● **Belge Bölümü**:
- - - -
Harun Yahya

Ekonomik krizin çözümü


Son dönemlerde Amerika başta olmak üzere gelişmiş Avrupa ülkelerinde cereyan eden ekonomik kriz sonucunda piyasalarda başgösteren durum, bir kısım yabancı basın organlarında “Darwinizm maliyesi – bankaların güçlü olanının ayakta kalması” şeklinde yorumlanmıştır. Bazı basın organlarında ise şu anda söz konusu ülkelerinin pazarını “Darwinizm’in idare ettiği” iddia edilmiştir.

 

 


 

Bu yakıştırma, Darwinist düşünceye temel alınmış olan “güçlü olanın zayıf olanı yenmesi” kavramı sebebiyledir. Oysa güçlü olanın zayıfı ezmesi kavramı, Darwin’in söylemesiyle var olmuş bir kavram değildir. Bu kavramı var eden Darwinizm değildir. Dolayısıyla piyasalarda güçlü bankaların ayakta kalmasıyla, hayali bir Darwinist kavram haklı çıkmamış, bu durum Darwinizm’e bir örnek teşkil etmemiştir.

 

 


 

Güçlü olanın zayıfı yenmesi teknik anlamda gerçektir. Buldozerle balta elbette ki bir değildir. Güçlü bir makine zayıf bir makineyi parçalar kuşkusuz. Ama bu yalnızca teknikte böyledir. Ancak yanlış olan bunu bir ahlak kaidesi haline getirmek, “eğer güçlüyse ayakta kalmalı, mutlaka haklı olmalı” mantığıyla hareket etmektir. “Güçlü olanın mutlaka zayıfı yenip yok etmesi gerekir” düşüncesiyle hareket etmek büyük bir yanılgıdır, bir felaket habercisidir.

 

 


 

Güçlü olanın zayıfı ezmesi anlayışı, Darwinizm’de bir ahlak kaidesi haline getirilmiştir. İşte bu nedenle Darwinist zihniyetin etkisi altındaki toplumlar içinde kitle katliamları, cinayetler, terör ve kargaşa, huzursuzluklar, gerginlikler sürekli olarak hakim olmuştur. Darwinizm’in etkisi ile zayıfı yok etmek, doğadaki dengenin korunması adına gerekli görülmüş, komünist ve faşist toplumlar bu sebeple kitleleri katletmekte sakınca görmemişlerdir. Sosyal Darwinizm; Marks, Lenin, Mao gibi komünistlerin, Hitler gibi faşistlerin en büyük fikri temelini oluşturmuştur.

 

Oysa Allah’tan korkan vicdanlı toplumlarda, güçlü olan daima zayıf olana yardım eder, onun korunması için çaba harcar, onun güçlenmesi için imkanlarını seferber eder. Normal şartlarda insanın fıtratına uygun olan budur. Allah korkusunun, imanın, aklın, vicdanın gerektirdiği ahlak özelliği daima güçsüz olana sahip çıkmayı gerektirir. Toplumlar ancak bu ahlak ile kalkınır, güçlenir, barış ve huzur içinde yaşayabilirler.
- - - -
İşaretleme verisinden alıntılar
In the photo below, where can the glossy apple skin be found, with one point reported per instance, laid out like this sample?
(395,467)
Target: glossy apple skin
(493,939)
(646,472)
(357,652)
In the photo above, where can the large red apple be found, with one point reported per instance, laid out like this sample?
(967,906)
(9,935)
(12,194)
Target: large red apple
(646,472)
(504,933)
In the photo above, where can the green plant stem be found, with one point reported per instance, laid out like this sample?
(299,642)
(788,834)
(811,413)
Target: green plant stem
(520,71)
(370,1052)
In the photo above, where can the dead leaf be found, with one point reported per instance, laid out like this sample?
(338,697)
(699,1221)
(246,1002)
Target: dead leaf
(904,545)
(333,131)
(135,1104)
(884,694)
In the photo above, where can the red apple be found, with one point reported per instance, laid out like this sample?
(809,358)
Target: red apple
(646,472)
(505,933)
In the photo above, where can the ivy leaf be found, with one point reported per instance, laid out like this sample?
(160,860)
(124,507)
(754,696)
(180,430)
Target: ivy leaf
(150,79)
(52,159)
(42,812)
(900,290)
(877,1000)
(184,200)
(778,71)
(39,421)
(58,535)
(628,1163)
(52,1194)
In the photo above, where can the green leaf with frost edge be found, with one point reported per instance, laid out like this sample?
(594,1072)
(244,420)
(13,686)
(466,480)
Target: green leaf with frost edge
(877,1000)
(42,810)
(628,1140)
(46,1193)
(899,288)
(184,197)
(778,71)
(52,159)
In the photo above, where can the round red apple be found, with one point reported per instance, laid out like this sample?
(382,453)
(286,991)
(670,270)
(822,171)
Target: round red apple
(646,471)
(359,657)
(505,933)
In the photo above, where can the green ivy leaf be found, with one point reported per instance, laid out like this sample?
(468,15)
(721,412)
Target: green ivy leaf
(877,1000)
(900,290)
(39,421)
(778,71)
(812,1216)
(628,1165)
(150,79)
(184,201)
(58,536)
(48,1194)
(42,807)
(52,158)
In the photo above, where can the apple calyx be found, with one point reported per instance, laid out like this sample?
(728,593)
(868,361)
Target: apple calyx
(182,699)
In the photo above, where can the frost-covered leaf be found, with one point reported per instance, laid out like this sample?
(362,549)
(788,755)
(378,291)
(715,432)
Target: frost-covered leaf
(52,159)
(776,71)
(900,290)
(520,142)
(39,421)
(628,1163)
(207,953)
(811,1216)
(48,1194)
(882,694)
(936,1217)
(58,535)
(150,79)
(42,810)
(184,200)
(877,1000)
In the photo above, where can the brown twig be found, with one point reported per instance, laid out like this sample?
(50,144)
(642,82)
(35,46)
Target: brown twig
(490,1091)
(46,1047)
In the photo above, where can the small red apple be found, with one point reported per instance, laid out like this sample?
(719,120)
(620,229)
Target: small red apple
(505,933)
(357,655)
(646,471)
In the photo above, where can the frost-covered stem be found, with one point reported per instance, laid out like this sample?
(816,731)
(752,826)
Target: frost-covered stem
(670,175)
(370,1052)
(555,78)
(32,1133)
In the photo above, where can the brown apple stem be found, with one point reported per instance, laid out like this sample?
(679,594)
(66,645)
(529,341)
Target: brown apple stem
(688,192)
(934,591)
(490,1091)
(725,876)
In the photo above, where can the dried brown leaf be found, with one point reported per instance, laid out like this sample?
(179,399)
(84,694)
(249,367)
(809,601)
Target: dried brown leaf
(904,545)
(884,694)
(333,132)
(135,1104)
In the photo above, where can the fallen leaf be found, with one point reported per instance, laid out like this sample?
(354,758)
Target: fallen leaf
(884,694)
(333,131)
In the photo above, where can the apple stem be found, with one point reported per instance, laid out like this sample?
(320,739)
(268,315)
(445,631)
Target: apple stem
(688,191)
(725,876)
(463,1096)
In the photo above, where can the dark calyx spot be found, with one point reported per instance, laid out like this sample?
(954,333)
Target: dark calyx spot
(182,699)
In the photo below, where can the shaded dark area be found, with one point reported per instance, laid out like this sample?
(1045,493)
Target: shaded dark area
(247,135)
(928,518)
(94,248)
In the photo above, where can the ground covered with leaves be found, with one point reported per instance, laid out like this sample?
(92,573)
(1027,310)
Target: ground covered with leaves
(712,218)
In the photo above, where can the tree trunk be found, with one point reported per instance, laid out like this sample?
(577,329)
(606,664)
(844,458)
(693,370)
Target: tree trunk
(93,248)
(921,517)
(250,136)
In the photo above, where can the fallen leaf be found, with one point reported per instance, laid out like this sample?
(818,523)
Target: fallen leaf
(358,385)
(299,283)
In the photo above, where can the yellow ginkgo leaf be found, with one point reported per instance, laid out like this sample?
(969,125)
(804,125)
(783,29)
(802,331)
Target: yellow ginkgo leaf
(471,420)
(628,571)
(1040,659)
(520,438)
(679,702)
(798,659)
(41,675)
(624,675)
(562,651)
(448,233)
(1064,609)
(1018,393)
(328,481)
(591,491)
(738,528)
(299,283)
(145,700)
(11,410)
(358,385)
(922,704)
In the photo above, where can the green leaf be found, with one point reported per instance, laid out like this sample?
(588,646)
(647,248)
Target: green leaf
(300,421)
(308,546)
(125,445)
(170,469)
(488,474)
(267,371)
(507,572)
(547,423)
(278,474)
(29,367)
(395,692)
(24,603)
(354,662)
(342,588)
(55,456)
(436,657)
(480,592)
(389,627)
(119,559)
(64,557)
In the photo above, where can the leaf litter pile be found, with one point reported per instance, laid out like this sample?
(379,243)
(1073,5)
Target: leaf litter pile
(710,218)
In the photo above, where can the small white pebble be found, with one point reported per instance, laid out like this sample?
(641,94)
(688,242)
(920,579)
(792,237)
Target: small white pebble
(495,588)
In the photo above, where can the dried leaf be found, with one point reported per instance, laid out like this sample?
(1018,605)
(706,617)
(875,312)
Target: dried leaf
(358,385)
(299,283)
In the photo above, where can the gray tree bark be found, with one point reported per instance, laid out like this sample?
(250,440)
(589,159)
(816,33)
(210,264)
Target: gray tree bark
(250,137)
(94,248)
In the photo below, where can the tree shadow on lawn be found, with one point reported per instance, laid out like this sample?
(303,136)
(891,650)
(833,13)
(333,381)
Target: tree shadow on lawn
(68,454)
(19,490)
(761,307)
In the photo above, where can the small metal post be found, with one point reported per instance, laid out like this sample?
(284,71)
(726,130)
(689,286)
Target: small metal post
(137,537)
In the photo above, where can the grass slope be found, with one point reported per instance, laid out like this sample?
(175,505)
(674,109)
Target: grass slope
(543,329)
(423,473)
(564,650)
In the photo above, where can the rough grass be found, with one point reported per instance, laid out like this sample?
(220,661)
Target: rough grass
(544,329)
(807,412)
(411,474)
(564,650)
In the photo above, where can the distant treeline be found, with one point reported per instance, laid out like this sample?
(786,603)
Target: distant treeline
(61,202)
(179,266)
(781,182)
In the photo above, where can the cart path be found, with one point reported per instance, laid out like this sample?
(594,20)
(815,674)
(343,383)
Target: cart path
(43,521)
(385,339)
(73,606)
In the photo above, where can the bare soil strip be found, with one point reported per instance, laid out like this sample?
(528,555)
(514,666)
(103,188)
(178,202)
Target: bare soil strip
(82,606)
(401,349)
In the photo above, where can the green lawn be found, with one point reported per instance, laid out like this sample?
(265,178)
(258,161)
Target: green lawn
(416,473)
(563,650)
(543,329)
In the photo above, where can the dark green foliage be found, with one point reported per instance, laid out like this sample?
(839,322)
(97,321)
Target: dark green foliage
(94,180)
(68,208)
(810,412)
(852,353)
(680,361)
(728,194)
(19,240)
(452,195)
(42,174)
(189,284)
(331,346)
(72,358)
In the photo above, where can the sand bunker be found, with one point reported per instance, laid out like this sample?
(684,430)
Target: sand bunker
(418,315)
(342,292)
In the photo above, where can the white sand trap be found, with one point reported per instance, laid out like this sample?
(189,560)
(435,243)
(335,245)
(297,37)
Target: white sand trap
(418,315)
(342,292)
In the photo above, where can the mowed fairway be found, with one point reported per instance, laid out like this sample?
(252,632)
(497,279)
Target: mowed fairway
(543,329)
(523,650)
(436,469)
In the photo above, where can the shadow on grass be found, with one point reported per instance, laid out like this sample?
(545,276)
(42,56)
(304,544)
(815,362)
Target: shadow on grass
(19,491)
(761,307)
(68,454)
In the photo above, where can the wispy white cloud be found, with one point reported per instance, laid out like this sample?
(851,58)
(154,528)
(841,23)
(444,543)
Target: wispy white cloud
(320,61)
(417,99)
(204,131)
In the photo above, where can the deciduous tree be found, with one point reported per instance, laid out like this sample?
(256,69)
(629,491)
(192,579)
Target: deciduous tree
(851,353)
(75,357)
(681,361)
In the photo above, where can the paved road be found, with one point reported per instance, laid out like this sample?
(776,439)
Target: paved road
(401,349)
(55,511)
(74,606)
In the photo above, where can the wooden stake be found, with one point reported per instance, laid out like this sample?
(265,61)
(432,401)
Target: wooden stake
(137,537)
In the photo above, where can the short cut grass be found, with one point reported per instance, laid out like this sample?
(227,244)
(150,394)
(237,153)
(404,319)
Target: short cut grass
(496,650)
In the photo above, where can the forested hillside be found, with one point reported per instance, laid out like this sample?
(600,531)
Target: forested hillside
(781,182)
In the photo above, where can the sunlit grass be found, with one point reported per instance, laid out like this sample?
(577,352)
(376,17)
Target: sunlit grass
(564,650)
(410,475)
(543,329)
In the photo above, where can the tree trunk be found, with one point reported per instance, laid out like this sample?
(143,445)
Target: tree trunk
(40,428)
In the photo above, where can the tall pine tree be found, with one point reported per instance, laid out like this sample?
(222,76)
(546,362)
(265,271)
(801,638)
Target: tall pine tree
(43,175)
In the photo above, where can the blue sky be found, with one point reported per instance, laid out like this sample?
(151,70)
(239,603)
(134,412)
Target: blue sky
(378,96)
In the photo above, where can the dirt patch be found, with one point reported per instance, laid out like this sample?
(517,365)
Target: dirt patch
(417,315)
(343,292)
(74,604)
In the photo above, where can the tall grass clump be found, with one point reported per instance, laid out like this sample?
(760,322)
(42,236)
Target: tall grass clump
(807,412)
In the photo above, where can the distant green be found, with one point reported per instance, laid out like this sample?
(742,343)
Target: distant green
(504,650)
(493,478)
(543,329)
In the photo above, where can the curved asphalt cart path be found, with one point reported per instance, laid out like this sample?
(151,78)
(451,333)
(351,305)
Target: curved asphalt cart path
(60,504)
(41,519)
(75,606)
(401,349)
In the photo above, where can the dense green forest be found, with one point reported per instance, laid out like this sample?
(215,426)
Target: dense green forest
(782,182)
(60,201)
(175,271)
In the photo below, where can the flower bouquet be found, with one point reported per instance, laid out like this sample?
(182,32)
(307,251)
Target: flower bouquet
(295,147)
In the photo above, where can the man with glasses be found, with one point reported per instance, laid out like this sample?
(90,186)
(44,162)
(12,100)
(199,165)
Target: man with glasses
- - - -
● **Alıştırmalar**:
**1)** Yukarıdaki listede "calyx" kelimesinin geçtiği satırların hepsini sıralayın.
**2)** Ekonomik kriz ve Darwinizm üzerine olan yazıyı, son cümlesinden sonrasını yazarak sürdürün.

● **Alıştırma Cevapları**:
**1)**
In the photo above, where can the apple calyx be found, with one point reported per instance, laid out like this sample?
Target: apple calyx
In the photo above, where can the dark calyx spot be found, with one point reported per instance, laid out like this sample?
Target: dark calyx spot

**2)**
 

Yüce Rabbimiz bir ayetinde şöyle buyurur:

 

Size ne oluyor ki, Allah yolunda ve: "Rabbimiz, bizi halkı zalim olan bu ülkeden çıkar, bize Katından bir veli (koruyucu sahib) gönder, bize Katından bir yardım eden yolla" diyen erkekler, kadınlar ve çocuklardan zayıf bırakılmışlar adına  mücadele etmiyorsunuz? (Nisa Suresi, 75)

 

Mali Krizin Sebepleri:

 


1. Faiz


            Dünya çapında gerçekleşen mali krizin birinci sebebi faiz sistemidir. Yüce Rabbimiz’in haram kıldığı faiz sistemi, sırf menfaate dayalı toplumlar içinde cazip gösterildiği için pervasızca uygulanmış ve insanlar bundan zarar görmeyeceklerini, hatta mutlaka yarar elde edeceklerini düşünmüşlerdir. Faiz sistemi özendirici bir görünüm altında insanlara sunulduğundan, insanlar üretim veya yatırıma yönelmektense, paralarını bankaya yatırmaya teşvik edilmişlerdir. İnsanların paralarını bankalarda, yastık altlarında veya kasalarda sakladıkları bir sistem içinde ise üretim olmadığı, piyasalarda para döngüsü gerçekleşmediği için, pahalılık, enflasyon, ekonomik çöküş gibi mali sıkıntıların oluşması elbette beklenen sonuçtur. Nitekim söz konusu küresel mali krizde de bu durum yaşanmış, üretimin durması, para döngüsünün olmaması, paraların faiz için bankalarda tutulması ekonomiyi çökertmiştir.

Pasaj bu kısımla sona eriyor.